*** PASSAGE TO READ ***
This month, the EPA refused to certify VW's 2016 TDI models for sale, based on its real-world testing of the vehicle's emissions--which exceeded the legal limits, even though its lab tests didn't.

That's when Volkswagen admitted that it had installed the "defeat" software. The EPA went public within a few weeks.

http://www.csmonitor.com/Business/In-Gear/2015/0922/VW-diesel-emissions-recall-widens-10-things-you-need-to-know
Interesting that EPA knew about it in May of 2014, but didn't say anything about it.

 
What is also quite interesting is that the German government, directly and through mutual funds and pension fund, are the largest owner of VW. Obviously they haven't traded on this advance information - it would be very suspicious if the goverment started selling off ownership in VW on no news.

No, what I'm saying is they have a vested interested (major shareholder, VW creates a lot of jobs and is very important to the German economy) in keeping this down and out of the searchlight. For all we know there may have been very high up political discussions in the last 6 weeks, I'm thinking on the level of Merkel calling Obama, where the Germans may have hoped to silence the whole thing while the US likely in the end decided to let the EPA do it's thing on this.
*** SUPPLIED INFORMATION ***
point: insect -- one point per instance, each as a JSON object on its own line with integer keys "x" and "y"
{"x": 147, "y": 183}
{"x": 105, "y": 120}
***
• [WHAT TO DO] In the passage on the Volkswagen emissions case, what did Volkswagen admit after the EPA refused to certify its 2016 TDI models?

• [RESULT OF THIS EXERCISE] Volkswagen admitted that it had installed the "defeat" software.